(Saved entries)
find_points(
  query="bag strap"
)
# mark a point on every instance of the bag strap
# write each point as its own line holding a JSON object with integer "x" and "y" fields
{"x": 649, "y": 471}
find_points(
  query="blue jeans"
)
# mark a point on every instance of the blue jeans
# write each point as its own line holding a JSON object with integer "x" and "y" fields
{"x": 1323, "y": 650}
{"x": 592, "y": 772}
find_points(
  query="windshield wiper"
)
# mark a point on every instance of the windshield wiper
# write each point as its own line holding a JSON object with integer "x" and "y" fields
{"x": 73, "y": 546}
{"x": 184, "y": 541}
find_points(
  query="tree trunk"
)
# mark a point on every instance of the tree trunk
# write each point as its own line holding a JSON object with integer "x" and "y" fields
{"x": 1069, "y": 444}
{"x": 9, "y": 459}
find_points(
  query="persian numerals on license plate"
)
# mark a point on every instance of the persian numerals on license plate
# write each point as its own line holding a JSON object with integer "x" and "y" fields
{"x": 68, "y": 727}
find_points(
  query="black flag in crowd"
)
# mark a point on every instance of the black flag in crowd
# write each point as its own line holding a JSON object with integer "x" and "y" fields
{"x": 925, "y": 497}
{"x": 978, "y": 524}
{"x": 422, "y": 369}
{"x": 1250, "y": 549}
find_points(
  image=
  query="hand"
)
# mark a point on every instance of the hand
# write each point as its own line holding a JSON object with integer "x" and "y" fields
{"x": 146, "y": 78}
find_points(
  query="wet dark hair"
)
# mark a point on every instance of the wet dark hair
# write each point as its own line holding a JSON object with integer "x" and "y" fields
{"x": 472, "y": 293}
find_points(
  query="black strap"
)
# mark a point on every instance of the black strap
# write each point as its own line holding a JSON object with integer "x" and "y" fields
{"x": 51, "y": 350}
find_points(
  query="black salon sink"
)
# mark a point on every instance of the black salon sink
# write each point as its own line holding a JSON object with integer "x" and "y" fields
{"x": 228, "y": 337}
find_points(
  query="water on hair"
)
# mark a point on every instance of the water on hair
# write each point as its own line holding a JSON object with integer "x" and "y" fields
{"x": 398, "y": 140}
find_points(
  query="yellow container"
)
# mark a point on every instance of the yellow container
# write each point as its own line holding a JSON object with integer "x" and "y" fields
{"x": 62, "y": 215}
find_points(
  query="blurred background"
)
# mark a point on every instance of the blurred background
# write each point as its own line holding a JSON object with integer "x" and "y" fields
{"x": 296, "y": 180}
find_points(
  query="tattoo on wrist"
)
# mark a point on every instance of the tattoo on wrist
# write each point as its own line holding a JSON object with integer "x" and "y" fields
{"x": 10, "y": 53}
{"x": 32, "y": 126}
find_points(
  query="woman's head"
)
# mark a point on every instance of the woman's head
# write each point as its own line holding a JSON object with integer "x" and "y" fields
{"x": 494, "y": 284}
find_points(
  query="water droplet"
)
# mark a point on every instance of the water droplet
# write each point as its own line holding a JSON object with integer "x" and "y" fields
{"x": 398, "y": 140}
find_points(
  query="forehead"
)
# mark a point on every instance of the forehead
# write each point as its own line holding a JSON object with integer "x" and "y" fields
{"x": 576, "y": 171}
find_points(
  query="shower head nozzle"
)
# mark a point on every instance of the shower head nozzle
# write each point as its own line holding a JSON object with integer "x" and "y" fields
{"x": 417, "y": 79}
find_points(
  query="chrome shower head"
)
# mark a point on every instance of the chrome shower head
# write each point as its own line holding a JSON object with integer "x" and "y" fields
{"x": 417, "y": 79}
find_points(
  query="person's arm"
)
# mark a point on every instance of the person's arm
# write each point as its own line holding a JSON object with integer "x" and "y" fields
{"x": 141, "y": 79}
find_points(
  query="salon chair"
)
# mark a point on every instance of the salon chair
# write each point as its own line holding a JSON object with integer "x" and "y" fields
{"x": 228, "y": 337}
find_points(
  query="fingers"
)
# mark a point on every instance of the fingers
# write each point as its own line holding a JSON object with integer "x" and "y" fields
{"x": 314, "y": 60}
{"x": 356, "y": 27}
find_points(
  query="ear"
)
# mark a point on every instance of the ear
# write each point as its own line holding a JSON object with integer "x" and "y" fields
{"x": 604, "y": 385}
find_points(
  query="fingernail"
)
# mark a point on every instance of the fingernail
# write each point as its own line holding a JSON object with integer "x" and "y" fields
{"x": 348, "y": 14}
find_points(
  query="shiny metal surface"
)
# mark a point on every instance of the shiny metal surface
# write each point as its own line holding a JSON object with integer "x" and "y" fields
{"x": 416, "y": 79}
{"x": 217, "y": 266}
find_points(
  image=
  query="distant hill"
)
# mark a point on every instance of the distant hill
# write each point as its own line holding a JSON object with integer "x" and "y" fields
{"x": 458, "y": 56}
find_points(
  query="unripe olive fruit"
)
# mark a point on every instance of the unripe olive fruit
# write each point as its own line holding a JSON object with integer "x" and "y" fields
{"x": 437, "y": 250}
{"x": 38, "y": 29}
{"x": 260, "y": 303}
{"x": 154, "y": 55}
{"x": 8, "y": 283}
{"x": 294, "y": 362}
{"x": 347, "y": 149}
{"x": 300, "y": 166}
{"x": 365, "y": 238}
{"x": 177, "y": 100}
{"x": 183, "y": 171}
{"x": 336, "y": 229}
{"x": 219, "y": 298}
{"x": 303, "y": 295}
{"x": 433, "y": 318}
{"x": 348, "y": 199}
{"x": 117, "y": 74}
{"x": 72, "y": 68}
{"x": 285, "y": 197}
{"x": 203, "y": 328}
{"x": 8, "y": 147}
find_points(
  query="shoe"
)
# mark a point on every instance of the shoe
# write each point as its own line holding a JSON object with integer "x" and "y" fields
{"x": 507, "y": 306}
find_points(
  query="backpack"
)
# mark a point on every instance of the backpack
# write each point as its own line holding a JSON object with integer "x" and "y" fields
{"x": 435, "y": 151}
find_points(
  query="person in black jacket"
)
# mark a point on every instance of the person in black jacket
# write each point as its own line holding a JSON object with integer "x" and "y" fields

(THE TASK):
Count how many lines in the entries above hold the word "windshield". Give that number by itself.

(EXPECTED OUTPUT):
2